* _WORK INSTRUCTIONS_
If a line in the material below has the word "boat", copy it.

RECORD SET section start

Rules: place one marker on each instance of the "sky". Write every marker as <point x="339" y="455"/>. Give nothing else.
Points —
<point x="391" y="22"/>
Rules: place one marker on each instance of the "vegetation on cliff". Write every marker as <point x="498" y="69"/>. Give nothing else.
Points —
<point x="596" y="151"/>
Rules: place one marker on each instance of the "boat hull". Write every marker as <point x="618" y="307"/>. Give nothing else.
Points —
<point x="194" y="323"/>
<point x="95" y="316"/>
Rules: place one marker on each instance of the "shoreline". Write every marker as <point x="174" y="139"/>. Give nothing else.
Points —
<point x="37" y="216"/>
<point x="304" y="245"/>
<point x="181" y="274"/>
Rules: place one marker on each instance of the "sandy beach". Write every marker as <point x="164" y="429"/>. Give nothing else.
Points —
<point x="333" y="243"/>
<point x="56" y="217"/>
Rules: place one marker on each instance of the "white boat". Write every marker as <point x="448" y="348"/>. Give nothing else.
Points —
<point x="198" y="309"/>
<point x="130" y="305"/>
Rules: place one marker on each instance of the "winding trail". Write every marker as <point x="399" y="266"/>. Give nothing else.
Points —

RECORD SET section end

* _TASK ANSWER_
Rules: place one marker on each instance of the "boat hull". Write every marker as <point x="618" y="307"/>. Give nothing else.
Rules: place one marker on each instance of the "white boat". Write every marker as <point x="448" y="348"/>. Give nothing else.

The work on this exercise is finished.